(Pointing dataset items)
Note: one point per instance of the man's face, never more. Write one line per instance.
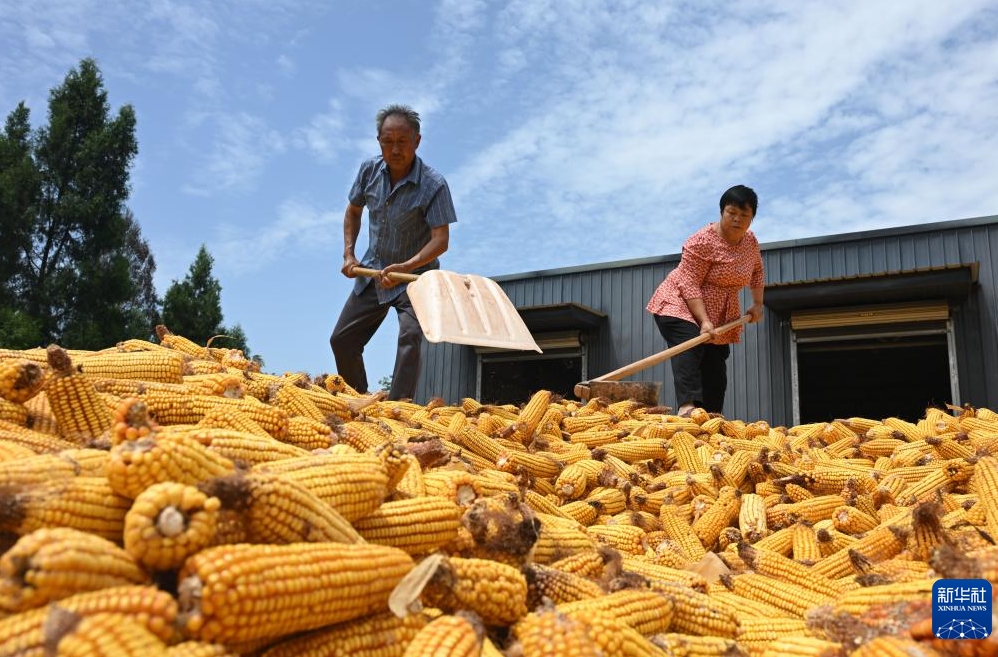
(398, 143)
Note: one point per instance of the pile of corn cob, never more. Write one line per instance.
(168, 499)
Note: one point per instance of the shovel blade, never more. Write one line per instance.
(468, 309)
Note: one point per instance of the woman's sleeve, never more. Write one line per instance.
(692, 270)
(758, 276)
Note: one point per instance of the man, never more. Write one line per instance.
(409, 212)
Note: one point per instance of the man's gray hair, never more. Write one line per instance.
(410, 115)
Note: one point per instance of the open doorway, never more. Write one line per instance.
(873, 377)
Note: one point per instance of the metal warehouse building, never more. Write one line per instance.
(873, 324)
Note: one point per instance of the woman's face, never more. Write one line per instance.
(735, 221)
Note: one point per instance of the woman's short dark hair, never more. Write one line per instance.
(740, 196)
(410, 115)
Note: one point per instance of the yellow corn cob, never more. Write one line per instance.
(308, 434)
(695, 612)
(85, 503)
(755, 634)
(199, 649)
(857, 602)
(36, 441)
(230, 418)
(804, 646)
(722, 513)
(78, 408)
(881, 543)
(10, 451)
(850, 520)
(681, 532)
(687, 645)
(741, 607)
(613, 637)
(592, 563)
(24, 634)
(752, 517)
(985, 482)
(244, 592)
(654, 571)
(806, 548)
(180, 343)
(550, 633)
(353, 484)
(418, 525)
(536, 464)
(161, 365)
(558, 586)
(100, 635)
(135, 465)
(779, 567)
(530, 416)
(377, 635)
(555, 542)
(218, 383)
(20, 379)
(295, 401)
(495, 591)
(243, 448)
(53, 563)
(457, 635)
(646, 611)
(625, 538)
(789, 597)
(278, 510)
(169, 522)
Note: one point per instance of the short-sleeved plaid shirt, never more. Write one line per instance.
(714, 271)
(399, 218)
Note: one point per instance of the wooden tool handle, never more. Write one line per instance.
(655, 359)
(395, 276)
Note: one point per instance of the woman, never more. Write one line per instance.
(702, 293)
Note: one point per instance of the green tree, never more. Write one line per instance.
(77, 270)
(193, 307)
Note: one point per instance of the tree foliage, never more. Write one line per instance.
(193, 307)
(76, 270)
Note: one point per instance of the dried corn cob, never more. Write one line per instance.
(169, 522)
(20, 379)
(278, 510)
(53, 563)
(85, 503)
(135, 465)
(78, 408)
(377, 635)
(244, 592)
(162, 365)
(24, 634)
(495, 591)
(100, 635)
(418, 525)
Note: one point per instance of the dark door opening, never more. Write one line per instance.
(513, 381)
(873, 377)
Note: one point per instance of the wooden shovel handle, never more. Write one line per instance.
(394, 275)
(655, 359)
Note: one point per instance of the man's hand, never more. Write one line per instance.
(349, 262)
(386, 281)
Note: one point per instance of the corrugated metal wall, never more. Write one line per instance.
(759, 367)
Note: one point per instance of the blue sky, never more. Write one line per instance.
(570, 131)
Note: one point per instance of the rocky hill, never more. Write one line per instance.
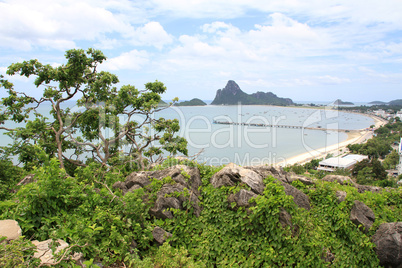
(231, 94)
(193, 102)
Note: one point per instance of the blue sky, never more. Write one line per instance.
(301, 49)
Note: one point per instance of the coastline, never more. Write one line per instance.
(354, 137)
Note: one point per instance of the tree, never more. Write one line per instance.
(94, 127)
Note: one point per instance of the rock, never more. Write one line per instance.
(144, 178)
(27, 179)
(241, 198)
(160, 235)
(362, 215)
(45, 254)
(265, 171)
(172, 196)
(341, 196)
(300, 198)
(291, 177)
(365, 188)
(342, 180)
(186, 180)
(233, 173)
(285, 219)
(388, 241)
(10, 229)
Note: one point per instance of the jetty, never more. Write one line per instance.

---

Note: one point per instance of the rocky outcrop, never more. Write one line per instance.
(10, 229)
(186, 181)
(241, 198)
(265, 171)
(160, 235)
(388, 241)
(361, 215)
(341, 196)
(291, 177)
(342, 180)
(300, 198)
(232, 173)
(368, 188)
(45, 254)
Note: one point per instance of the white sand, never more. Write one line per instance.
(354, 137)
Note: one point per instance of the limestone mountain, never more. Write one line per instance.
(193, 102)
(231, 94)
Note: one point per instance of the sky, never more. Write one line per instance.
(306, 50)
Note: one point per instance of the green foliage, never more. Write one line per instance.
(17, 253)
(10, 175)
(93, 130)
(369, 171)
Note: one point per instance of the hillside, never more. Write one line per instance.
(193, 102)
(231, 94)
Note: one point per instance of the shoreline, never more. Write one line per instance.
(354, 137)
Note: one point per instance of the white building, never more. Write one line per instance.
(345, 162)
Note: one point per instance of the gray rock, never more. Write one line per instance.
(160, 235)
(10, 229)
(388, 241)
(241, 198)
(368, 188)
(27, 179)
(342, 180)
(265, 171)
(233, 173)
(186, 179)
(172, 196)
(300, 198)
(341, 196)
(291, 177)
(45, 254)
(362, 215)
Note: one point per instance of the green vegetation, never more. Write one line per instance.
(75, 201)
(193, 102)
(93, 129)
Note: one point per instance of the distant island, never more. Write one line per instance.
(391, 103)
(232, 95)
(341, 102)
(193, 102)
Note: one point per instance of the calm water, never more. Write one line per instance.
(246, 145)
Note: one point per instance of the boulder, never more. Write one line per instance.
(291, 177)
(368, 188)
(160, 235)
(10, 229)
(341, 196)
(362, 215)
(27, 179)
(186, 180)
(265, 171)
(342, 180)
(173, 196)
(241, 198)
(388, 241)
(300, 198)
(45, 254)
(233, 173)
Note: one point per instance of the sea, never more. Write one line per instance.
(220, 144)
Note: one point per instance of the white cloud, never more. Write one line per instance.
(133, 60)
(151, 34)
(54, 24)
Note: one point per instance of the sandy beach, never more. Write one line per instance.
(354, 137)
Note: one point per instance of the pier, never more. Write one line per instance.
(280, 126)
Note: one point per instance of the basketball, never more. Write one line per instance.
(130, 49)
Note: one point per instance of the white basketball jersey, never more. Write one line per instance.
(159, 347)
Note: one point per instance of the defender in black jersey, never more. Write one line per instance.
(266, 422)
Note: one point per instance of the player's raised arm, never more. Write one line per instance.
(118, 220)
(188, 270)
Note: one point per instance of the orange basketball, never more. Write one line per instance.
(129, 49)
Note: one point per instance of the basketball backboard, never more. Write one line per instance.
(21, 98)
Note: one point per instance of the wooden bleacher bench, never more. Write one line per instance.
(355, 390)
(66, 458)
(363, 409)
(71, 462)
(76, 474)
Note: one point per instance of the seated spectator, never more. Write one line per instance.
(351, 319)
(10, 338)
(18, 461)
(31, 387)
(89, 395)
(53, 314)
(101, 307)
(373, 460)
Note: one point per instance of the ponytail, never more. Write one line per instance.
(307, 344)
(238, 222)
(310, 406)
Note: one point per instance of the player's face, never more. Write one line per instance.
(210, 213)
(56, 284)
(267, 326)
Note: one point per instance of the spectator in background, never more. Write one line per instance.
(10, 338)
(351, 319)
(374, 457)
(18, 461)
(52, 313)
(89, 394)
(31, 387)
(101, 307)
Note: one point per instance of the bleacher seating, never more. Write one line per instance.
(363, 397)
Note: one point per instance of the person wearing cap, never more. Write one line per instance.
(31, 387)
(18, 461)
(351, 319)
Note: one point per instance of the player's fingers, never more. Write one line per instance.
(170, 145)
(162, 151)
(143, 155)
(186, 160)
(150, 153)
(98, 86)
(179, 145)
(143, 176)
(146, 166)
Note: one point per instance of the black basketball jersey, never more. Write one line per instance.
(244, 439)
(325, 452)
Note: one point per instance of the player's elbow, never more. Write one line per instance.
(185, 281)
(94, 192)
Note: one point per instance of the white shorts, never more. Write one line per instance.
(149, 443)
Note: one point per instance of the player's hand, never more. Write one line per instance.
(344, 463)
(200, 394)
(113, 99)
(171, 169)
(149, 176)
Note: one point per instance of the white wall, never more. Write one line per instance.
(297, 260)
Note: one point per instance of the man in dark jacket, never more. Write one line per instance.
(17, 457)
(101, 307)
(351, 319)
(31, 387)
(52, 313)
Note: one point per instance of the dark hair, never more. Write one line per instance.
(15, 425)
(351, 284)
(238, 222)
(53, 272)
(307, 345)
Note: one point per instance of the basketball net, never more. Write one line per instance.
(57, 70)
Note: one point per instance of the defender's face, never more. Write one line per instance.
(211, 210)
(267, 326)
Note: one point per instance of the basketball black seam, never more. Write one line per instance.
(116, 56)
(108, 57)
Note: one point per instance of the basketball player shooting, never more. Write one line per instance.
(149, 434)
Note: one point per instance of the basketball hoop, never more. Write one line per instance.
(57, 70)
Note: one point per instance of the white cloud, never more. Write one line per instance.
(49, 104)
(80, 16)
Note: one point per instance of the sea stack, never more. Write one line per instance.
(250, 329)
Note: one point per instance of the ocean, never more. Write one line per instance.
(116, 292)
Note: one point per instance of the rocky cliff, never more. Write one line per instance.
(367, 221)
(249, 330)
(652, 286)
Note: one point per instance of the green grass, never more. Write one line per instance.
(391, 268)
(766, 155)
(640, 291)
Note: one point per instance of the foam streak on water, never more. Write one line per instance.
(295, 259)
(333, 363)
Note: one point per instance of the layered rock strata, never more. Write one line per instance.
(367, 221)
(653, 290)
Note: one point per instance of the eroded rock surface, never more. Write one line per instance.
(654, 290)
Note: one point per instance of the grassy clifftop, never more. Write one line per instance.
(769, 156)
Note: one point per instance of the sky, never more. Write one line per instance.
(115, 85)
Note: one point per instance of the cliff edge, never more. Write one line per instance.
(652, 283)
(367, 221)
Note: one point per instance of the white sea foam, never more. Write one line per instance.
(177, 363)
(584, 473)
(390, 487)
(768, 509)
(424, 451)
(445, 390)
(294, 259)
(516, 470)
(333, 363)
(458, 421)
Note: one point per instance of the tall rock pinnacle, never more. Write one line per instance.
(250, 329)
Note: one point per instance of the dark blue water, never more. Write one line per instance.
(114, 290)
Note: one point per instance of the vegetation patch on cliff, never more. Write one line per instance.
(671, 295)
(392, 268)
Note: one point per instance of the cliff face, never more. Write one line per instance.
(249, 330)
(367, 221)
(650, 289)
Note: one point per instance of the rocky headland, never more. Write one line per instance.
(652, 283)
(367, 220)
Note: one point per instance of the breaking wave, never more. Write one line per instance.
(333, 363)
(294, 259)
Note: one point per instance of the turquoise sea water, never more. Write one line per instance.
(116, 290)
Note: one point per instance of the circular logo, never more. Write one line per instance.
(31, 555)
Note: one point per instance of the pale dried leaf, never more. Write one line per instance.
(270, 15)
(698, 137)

_GIVEN PROBLEM_
Could you scale the items from the line with "Note: one point per instance of the rock, never" to the line with "Note: one point per instance of the jetty, never", both included? Write every one of those lines out again, leaving the note lines unchanged, but multiply each x and y coordinate in the answer points by 1.7 and round it to a whole number, with halves rounded up.

_COMPLETED TASK_
Note: one point per instance of the rock, never more. Write one line per instance.
(245, 303)
(46, 304)
(410, 337)
(272, 400)
(615, 366)
(77, 432)
(451, 291)
(292, 333)
(580, 333)
(510, 337)
(495, 301)
(621, 320)
(581, 306)
(316, 306)
(396, 294)
(485, 372)
(660, 410)
(17, 389)
Note: one point per instance of the jetty, never more. Write one line per instance.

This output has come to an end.